### Task requirements
Only one stretch of the data below is wanted: the lines starting at the one with "box: [1356, 827, 1884, 1033]" and ending at the one with "positive clicks: (1481, 1015)", both included, given again exactly.

### Source information
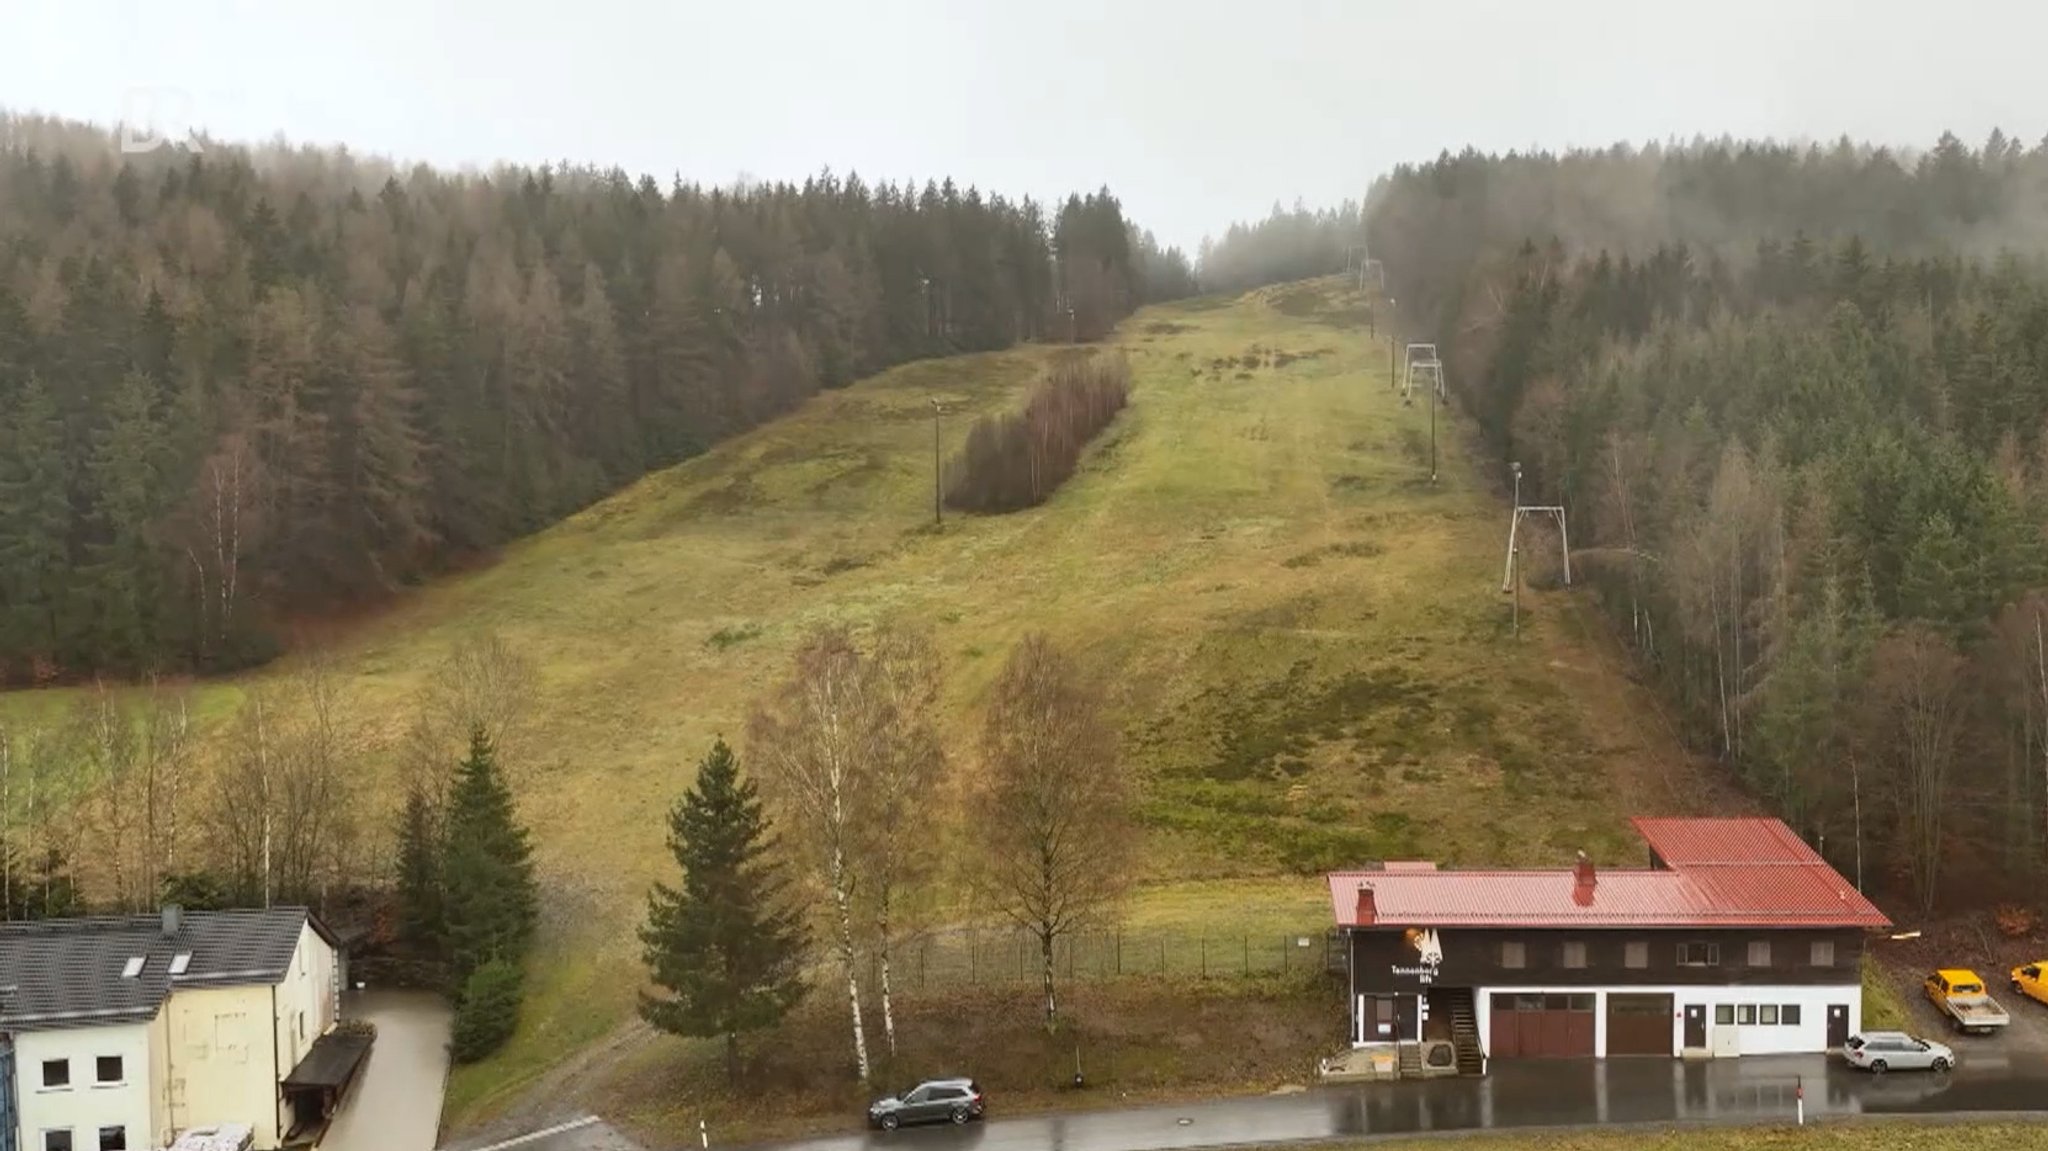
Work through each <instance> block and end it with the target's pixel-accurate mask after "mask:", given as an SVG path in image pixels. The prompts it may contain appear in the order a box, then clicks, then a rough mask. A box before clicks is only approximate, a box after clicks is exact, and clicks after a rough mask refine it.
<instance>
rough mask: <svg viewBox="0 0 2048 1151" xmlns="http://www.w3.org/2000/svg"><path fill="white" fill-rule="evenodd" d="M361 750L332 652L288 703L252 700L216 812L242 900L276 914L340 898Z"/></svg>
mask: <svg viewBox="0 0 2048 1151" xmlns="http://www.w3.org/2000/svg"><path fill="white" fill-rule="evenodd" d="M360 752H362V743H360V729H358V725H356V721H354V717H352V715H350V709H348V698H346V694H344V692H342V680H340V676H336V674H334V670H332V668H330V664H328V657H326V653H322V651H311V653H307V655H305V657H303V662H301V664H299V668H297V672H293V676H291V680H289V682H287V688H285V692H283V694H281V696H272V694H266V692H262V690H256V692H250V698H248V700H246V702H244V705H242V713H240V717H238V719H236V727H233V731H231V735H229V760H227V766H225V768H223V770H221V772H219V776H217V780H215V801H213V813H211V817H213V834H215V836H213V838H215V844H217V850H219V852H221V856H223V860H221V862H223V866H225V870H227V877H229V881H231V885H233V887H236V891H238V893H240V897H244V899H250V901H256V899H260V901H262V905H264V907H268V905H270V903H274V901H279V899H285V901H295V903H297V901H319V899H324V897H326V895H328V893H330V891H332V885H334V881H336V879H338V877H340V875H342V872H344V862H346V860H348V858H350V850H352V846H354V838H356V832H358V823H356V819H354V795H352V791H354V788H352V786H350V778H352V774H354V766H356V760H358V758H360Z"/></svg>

==

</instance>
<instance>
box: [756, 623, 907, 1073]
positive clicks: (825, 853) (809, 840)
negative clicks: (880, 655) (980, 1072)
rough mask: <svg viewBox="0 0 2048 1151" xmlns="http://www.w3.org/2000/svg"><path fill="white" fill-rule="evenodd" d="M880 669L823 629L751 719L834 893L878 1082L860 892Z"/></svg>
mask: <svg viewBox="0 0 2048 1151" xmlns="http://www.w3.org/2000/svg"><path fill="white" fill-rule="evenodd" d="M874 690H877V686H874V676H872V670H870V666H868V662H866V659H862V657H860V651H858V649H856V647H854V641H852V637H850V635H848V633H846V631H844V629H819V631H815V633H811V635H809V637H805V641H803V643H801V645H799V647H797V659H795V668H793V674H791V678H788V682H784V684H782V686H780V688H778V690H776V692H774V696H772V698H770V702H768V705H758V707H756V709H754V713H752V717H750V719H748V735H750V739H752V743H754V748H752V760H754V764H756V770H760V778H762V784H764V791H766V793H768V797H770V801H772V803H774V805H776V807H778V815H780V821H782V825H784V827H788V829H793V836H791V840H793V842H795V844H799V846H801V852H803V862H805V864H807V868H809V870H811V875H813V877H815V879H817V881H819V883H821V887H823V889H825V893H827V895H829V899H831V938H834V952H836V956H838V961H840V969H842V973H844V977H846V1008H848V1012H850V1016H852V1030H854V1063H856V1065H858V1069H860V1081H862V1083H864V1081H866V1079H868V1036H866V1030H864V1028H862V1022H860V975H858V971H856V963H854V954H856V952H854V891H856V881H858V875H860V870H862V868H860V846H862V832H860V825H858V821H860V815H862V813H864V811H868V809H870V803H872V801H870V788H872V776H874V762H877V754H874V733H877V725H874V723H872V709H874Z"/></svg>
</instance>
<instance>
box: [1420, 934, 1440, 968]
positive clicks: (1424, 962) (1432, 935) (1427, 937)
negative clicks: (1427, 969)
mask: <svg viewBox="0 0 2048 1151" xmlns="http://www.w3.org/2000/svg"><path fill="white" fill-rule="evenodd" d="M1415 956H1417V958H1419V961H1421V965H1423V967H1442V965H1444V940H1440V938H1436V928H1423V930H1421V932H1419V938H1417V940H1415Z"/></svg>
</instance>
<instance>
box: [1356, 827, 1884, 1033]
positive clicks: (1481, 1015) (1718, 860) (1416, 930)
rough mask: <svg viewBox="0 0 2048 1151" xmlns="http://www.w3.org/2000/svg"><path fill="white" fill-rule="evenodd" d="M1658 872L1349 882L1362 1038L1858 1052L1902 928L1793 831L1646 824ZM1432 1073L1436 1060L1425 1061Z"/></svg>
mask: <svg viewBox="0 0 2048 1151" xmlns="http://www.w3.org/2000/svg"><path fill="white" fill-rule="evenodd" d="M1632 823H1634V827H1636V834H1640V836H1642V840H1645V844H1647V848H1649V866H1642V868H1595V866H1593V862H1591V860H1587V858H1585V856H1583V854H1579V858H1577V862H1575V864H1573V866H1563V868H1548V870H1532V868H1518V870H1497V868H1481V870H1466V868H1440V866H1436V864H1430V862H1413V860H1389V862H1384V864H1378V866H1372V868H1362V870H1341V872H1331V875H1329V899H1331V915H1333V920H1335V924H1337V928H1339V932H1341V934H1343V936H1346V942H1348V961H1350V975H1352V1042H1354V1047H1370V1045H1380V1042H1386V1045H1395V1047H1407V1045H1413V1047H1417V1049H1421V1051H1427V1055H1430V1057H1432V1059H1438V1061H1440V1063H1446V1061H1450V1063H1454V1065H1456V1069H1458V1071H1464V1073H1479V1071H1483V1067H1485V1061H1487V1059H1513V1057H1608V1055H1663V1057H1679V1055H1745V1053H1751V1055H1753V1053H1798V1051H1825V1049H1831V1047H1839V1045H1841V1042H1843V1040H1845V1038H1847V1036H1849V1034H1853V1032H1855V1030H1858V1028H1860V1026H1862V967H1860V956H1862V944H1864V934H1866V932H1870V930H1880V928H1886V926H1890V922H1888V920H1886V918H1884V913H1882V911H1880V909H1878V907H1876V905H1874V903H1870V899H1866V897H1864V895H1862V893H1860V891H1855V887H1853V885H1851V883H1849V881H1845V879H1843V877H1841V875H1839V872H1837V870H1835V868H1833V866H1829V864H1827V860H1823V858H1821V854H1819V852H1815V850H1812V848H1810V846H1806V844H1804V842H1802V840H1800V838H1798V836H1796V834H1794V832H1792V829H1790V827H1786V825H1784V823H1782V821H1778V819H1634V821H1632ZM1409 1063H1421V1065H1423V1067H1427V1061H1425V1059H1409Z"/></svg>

### Solution for this exercise
box: [1356, 827, 1884, 1033]
positive clicks: (1481, 1015) (1718, 860) (1416, 930)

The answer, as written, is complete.